_Problems to solve_
1. List every calendar date in the meeting notice that is written with the month spelled out as a word.
2. Please answer these questions about the meeting notice:
(a) At what address will the Annual General Meeting be held?
(b) What dividend per share does the Board of Directors propose?
(c) At what time will the reception of registered shareholders begin?
3. From the meeting notice, extract the passage between "REGULATED INFORMATION" and "at 11.00 (EET)", inclusive.

=== Text segment ===

2017-03-29 08:02:01 CEST

2017-03-29 08:02:01 CEST


REGULATED INFORMATION

Finnish English
Huhtamäki Oyj - Notice to general meeting

Huhtamäki Oyj: Notice to the General Meeting


HUHTAMÄKI OYJ STOCK EXCHANGE RELEASE 29.3.2017 AT 9:00

Huhtamäki Oyj: Notice to the General Meeting

Notice is given to the shareholders of Huhtamäki Oyj to the Annual General
Meeting of Shareholders to be held on Thursday, April 27, 2017, at 11.00 (EET)
at Messukeskus Helsinki, Expo and Convention Centre, Messuaukio 1, Helsinki,
Finland. The reception of shareholders who have registered for the meeting and
the distribution of voting tickets will commence at 10.00 (EET). Coffee will be
served after the meeting.

A. Matters on the agenda of the General Meeting

The following matters will be considered at the General Meeting:

1. Opening of the meeting

2. Calling the meeting to order

3. Election of persons to scrutinize the minutes and to supervise the counting
of votes

4. Recording the legality of the meeting

5. Recording the attendance at the meeting and adoption of the list of votes

6. Presentation of the Annual Accounts including the Consolidated Annual
Accounts, the Report of the Board of Directors and the Auditor's Report for the
year 2016

- Review by the CEO

7. Adoption of the Annual Accounts including the Consolidated Annual Accounts

8. Resolution on the use of the profit shown on the balance sheet and the
payment of dividend

The Board of Directors proposes that a dividend of EUR 0.73 per share would be
paid based on the balance sheet adopted for the financial period ended on
December 31, 2016. The dividend would be paid to a shareholder who on the
dividend record date May 2, 2017 is registered as a shareholder in the Company's
shareholders' register held by Euroclear Finland Ltd. The Board of Directors
proposes that the dividend would be paid on May 9, 2017.

No significant changes have taken place in the Company's financial position
since the end of the financial year. The Company's liquidity position is good
and the proposed distribution does not, in the view of the Board of Directors,
risk the Company's ability to fulfill its obligations.

=== Records shown ===

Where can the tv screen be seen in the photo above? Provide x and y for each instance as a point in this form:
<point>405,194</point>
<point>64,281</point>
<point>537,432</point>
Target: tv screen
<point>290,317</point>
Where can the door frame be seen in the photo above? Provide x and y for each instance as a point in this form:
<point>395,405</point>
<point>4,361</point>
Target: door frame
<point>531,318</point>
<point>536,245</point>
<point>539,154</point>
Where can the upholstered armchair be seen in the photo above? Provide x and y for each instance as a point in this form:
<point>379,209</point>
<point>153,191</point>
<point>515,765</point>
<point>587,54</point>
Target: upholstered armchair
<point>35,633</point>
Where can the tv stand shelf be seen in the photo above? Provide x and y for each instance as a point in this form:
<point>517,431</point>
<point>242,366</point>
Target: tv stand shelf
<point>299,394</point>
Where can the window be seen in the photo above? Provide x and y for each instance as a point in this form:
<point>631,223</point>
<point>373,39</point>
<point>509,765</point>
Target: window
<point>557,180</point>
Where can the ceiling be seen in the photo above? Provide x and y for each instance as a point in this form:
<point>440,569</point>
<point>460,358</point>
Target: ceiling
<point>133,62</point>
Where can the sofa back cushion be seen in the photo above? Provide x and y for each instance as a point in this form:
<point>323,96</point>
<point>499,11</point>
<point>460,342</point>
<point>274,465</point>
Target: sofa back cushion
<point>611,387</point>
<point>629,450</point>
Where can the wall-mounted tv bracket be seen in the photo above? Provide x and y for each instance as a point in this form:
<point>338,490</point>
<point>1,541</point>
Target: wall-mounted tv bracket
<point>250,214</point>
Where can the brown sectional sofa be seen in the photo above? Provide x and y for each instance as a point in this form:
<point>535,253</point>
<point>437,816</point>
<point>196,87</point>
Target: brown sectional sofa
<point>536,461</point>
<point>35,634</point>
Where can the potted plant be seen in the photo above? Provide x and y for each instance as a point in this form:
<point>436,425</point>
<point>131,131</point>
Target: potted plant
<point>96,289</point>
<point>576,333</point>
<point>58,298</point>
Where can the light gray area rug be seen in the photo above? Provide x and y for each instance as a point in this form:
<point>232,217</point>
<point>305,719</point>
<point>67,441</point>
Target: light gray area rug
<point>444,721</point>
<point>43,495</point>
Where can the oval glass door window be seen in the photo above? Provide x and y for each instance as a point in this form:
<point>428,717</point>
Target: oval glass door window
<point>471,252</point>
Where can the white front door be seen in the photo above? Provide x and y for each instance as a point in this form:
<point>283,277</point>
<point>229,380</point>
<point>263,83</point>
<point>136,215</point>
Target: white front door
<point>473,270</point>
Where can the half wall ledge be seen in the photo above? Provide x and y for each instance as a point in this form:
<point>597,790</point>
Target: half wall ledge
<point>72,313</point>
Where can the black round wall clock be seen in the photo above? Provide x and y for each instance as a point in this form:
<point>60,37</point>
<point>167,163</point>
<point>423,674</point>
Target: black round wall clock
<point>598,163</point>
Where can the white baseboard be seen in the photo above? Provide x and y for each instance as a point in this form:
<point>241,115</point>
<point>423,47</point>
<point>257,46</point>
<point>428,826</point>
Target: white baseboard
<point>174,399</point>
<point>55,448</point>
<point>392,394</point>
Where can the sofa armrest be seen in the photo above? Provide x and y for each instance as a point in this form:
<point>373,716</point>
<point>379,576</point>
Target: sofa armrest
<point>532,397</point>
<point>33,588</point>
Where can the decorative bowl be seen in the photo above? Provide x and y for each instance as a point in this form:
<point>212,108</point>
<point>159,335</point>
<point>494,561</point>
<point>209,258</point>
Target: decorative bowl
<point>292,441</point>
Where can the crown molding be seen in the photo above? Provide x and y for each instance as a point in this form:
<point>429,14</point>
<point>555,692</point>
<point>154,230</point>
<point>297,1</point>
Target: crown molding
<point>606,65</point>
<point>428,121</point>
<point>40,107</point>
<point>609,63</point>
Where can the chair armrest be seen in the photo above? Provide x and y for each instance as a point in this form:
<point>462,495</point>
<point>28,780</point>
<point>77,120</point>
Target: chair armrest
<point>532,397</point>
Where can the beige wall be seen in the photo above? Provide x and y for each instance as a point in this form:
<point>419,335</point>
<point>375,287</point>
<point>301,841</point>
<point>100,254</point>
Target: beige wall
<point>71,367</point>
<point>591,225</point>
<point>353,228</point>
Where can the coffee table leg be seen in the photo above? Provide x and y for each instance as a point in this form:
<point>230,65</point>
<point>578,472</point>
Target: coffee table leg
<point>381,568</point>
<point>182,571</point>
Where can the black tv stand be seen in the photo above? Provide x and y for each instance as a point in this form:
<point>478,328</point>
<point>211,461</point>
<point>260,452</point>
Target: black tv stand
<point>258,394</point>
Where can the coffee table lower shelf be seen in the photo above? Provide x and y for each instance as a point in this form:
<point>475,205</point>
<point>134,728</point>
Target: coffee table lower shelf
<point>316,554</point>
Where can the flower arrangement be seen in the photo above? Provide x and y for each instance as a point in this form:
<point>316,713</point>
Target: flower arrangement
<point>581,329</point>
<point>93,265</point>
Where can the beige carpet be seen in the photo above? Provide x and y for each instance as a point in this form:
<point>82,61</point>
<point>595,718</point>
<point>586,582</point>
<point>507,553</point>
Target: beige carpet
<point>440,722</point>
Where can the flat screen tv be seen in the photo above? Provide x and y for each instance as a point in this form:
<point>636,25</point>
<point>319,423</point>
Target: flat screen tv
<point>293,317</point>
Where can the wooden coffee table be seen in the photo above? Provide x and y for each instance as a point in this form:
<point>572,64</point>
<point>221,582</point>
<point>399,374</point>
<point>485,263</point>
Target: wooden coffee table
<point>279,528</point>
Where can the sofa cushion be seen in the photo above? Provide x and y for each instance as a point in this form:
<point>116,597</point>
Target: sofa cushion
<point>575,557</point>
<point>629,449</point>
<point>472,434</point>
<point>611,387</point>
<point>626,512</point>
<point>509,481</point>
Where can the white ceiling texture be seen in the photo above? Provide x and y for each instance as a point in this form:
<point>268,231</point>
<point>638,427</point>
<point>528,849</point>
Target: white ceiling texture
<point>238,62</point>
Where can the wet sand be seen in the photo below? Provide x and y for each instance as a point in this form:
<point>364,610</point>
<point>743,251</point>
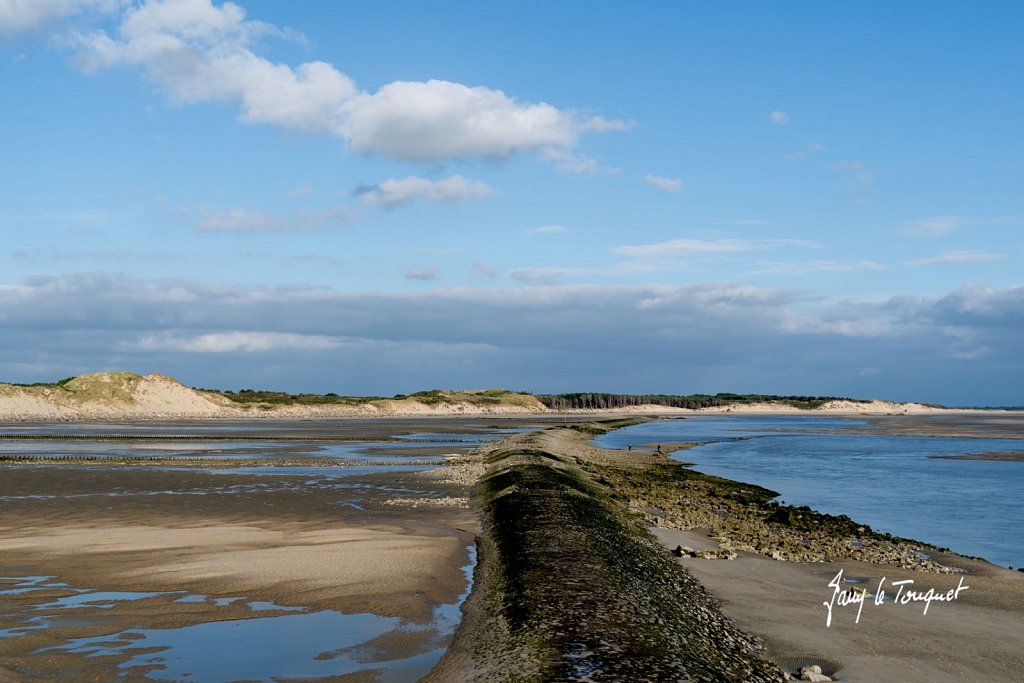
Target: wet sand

===

_Answers in order_
1.
April 27, 2017
December 31, 2016
May 2, 2017
May 9, 2017

2.
(a) Messukeskus Helsinki, Expo and Convention Centre, Messuaukio 1, Helsinki, Finland
(b) EUR 0.73 per share
(c) 10.00 (EET)

3.
REGULATED INFORMATION

Finnish English
Huhtamäki Oyj - Notice to general meeting

Huhtamäki Oyj: Notice to the General Meeting


HUHTAMÄKI OYJ STOCK EXCHANGE RELEASE 29.3.2017 AT 9:00

Huhtamäki Oyj: Notice to the General Meeting

Notice is given to the shareholders of Huhtamäki Oyj to the Annual General
Meeting of Shareholders to be held on Thursday, April 27, 2017, at 11.00 (EET)